(Provided information begins)
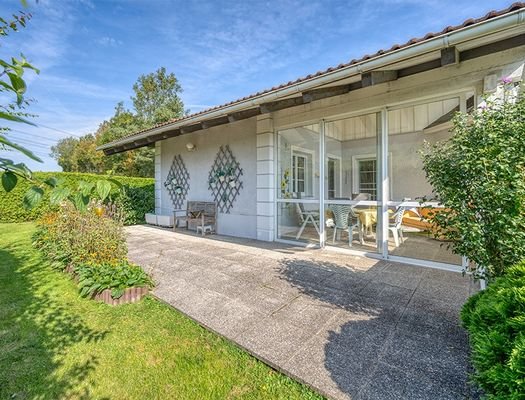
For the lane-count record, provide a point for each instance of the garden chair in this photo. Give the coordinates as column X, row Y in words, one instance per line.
column 346, row 220
column 395, row 225
column 305, row 218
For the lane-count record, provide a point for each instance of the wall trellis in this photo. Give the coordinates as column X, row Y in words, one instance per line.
column 224, row 179
column 177, row 182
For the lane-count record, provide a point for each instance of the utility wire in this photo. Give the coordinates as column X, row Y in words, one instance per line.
column 59, row 130
column 53, row 140
column 31, row 143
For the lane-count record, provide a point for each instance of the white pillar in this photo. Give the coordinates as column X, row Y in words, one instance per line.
column 158, row 179
column 265, row 178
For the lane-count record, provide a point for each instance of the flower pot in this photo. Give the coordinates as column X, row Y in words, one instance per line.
column 99, row 210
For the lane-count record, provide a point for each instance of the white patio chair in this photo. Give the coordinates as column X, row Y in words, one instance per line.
column 305, row 218
column 395, row 225
column 345, row 220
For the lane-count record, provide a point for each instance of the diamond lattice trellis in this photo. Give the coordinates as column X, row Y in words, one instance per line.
column 224, row 179
column 177, row 182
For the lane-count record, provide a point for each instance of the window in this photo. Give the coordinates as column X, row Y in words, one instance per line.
column 302, row 164
column 333, row 173
column 367, row 175
column 299, row 173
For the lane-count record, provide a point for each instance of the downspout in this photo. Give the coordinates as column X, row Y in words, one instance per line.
column 456, row 37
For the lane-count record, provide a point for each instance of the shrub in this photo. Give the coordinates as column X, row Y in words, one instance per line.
column 93, row 279
column 92, row 246
column 478, row 176
column 495, row 320
column 135, row 199
column 70, row 237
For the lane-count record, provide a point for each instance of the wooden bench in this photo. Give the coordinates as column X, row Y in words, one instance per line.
column 198, row 214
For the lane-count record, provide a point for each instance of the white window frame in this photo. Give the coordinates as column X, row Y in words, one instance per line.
column 309, row 185
column 338, row 182
column 355, row 169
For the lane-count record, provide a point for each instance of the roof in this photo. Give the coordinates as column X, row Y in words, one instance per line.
column 380, row 53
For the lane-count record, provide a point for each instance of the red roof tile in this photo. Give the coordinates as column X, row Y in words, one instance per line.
column 430, row 35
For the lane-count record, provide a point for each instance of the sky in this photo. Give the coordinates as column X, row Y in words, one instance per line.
column 90, row 52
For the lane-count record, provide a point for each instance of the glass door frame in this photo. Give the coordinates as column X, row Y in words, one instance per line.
column 383, row 181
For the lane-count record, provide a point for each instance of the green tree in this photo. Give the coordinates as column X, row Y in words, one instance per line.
column 157, row 98
column 12, row 84
column 63, row 152
column 139, row 162
column 479, row 177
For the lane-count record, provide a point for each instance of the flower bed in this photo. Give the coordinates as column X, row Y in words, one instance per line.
column 495, row 320
column 91, row 246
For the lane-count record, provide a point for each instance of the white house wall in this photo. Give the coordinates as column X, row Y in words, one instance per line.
column 252, row 141
column 437, row 82
column 241, row 137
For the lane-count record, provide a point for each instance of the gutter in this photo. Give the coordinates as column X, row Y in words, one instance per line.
column 461, row 35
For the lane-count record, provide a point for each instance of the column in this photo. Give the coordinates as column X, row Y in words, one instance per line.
column 158, row 177
column 265, row 178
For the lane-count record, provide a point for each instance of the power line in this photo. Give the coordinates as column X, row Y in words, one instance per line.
column 58, row 130
column 54, row 140
column 31, row 143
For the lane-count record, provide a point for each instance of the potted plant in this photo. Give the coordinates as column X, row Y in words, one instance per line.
column 229, row 174
column 221, row 176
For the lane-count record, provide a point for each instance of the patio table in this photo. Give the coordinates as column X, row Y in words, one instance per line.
column 368, row 217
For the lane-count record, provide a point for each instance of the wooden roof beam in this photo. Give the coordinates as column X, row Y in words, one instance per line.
column 281, row 104
column 323, row 93
column 237, row 116
column 215, row 122
column 372, row 78
column 191, row 128
column 449, row 56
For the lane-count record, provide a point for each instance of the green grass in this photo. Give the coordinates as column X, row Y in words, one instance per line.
column 56, row 345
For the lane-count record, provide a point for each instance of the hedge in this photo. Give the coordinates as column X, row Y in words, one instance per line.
column 136, row 198
column 495, row 320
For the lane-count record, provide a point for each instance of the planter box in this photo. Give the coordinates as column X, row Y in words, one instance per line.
column 165, row 220
column 151, row 219
column 131, row 295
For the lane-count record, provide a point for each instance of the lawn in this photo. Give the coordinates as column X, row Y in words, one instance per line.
column 55, row 344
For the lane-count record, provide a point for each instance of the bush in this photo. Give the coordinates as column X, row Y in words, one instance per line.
column 477, row 175
column 93, row 279
column 495, row 320
column 91, row 246
column 70, row 237
column 136, row 198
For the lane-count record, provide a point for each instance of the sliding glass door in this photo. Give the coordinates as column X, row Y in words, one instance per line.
column 411, row 201
column 352, row 156
column 358, row 182
column 298, row 174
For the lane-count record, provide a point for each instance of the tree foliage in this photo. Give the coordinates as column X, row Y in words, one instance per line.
column 495, row 320
column 12, row 84
column 156, row 100
column 479, row 177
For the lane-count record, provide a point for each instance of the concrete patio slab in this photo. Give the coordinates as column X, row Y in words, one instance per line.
column 348, row 326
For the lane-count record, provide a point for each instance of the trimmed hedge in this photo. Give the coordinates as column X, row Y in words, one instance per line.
column 136, row 199
column 495, row 320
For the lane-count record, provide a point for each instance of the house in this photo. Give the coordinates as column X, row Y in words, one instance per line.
column 332, row 159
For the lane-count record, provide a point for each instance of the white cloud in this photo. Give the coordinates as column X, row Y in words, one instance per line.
column 80, row 88
column 109, row 41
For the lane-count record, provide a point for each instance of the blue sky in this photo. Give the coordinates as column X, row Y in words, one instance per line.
column 91, row 52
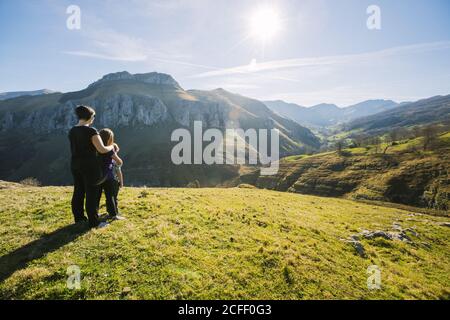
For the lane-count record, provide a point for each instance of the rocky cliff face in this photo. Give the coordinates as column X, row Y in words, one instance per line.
column 143, row 110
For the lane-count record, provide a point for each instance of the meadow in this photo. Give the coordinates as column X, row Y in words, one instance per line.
column 235, row 243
(Provided information ends)
Only the text of the listing above is copied, exactly as written; its pictures are dropped.

For the lane-count record, provide a point for each instance of the garden chair in this photo. Give the coordinates as column X, row Y in words, one instance per line.
column 346, row 220
column 395, row 225
column 305, row 218
For the lane-count record, provide a point for each instance of the wall trellis in this photo. Give the coordinates as column X, row Y in words, one instance per line.
column 224, row 179
column 177, row 182
For the lane-count record, provide a point for each instance of the utility wire in this photo. Give the coordinates as column X, row Y in words, one instance per line.
column 59, row 130
column 53, row 140
column 31, row 143
For the lane-count record, provide a point for each instance of the white pillar in this photo. Give the coordinates as column X, row Y in words, one instance per line.
column 158, row 179
column 265, row 178
For the lane-count record, provide a point for each instance of the flower pot in this photo. Give the coordinates as column X, row Y in words, one instance per line.
column 99, row 210
For the lane-count record, provide a point for each instance of the white patio chair in this photo. Give the coordinates as column X, row Y in words, one instance per line.
column 305, row 218
column 395, row 225
column 345, row 220
For the lane-count record, provide a point for each instance of the diamond lattice trellis in this photo. Give the coordinates as column X, row Y in words, one instance per line.
column 224, row 179
column 177, row 182
For the lane-count record, provide a point for each instance of the window in this photo. Give the coordinates as column X, row Y in words, one instance per line.
column 302, row 164
column 333, row 173
column 367, row 175
column 299, row 173
For the lane-count record, provide a point for each instance of the downspout in this photo. Give the coordinates as column X, row Y in words, one instance per line.
column 456, row 37
For the lane-count record, provide a point for each instance of the shrub in this photo. Give the coordinates as column X, row Y in words, one instance per line.
column 93, row 279
column 92, row 246
column 478, row 176
column 495, row 320
column 135, row 199
column 70, row 237
For the lane-count record, provide a point for each instance of the wooden bench in this photo. Give the coordinates as column X, row Y in words, one instance per line.
column 198, row 214
For the lane-count record, provide a point for each instance of the white window frame in this photo. Give the coordinates as column X, row Y in words, one instance per line.
column 309, row 185
column 338, row 182
column 355, row 169
For the lane-count record, provide a point for each instance of the roof in this photo. Give the coordinates as column X, row Y in words, one instance per line.
column 380, row 53
For the lane-count record, provide a point for each instance of the red roof tile in this photo. Give the coordinates as column X, row Y in words, one instance per line.
column 430, row 35
For the lane-count record, provide a point for each instance of the sky in this photo. Give the coordinates as column X, row Y in words, one instance per line.
column 90, row 52
For the lane-count record, provide a point for each instance of the glass door frame in this photo. Give the coordinates as column X, row Y in words, one instance per line.
column 383, row 181
For the lane-count record, provide a point for each instance of the green tree in this photo. Give the coordinates as column X, row Y in words, one instance per line.
column 157, row 98
column 12, row 84
column 63, row 152
column 139, row 162
column 479, row 177
For the lane-count record, provide a point for each instance of the flower bed in this photo. Give the coordinates as column X, row Y in words, one instance per line.
column 495, row 320
column 91, row 246
For the lane-count record, provide a point for each instance of the white house wall in this photo. Give the coordinates as column X, row Y in words, one instance per line.
column 252, row 141
column 437, row 82
column 241, row 137
For the lane-count record, provide a point for each instance of the gutter in this photo. Give the coordinates as column X, row Y in words, one instance per line.
column 461, row 35
For the lane-count record, provide a point for each instance of the column in this photo. Give the coordinates as column X, row Y in words, one instance per line.
column 158, row 177
column 265, row 178
For the lane-count record, provide a point for each instance of the power line in this photo. Give the coordinates as column X, row Y in words, one instance per line.
column 58, row 130
column 54, row 140
column 31, row 143
For the lane-count record, provide a point for each instance of the potted plant in this photo. Give the coordinates as column X, row Y in words, one instance per line.
column 229, row 174
column 221, row 176
For the lane-count record, provide a point for each instance of the patio table in this photo. Give the coordinates as column X, row Y in words, one instance per line.
column 368, row 217
For the lane-count record, provide a point for each instance of the wooden roof beam in this photo. Give the coordinates as column X, row Y in words, one instance per line.
column 281, row 104
column 323, row 93
column 237, row 116
column 215, row 122
column 372, row 78
column 191, row 128
column 449, row 56
For the lane-count record, provide a point for each instance of the green grass in this photo. Give the coordinates as column X, row Y in words, one instance per line.
column 56, row 345
For the lane-count record, provide a point for each instance of the hedge in this photo. Give the coordinates as column X, row Y in words, one instance per line.
column 136, row 198
column 495, row 320
For the lane-count record, provide a point for each instance of the planter box in this photo. Give the coordinates as column X, row Y in words, one instance per line.
column 165, row 220
column 151, row 219
column 131, row 295
For the lane-count record, provide a point for each instance of the lawn in this photo. Give the coordinates as column X, row Y in words, one instance per line.
column 55, row 344
For the lane-count record, provide a point for each instance of the bush in this photo. Give the coordinates as column X, row Y in words, one instance per line.
column 477, row 175
column 93, row 279
column 495, row 320
column 91, row 246
column 70, row 237
column 136, row 198
For the lane-count record, provide a point for each instance of the sliding glass door in this photo. Give the coordinates as column X, row Y in words, one instance per line.
column 411, row 201
column 352, row 156
column 358, row 182
column 298, row 174
For the lane-count record, provide a point for each instance of the tree foliage in this photo. Give the coordinates as column X, row Y in words, one instance per line.
column 495, row 320
column 12, row 84
column 156, row 100
column 479, row 177
For the lane-count record, provide a point for each instance of the concrete patio slab in this photo. Give the coordinates as column X, row Y in words, one instance per line.
column 348, row 326
For the lane-count record, provide a point for each instance of the trimmed hedge in this photo. Give the coordinates as column X, row Y in words, one instance per line.
column 136, row 199
column 495, row 320
For the lane-count record, provide a point for each instance of the house in this photo. Give the coordinates as column X, row Y in words, one instance per line.
column 332, row 159
For the lane-count record, provide a point for each instance of the white cloud in this photo. Give the coordinates as column X, row Y in words, one instance per line.
column 80, row 88
column 109, row 41
For the lane-count record, provide a point for each instance of the blue sky in this photo. Give the coordinates as column X, row Y in words, one instance per line.
column 91, row 52
For the lane-count record, provide a point for each instance of the rocky cliff face in this photo. Give the coordinates as column X, row Y in words, one instance per line.
column 143, row 110
For the lane-count record, provide a point for each instance of the meadow in this photo. Give the coordinates as column X, row Y in words, one instance per line.
column 235, row 243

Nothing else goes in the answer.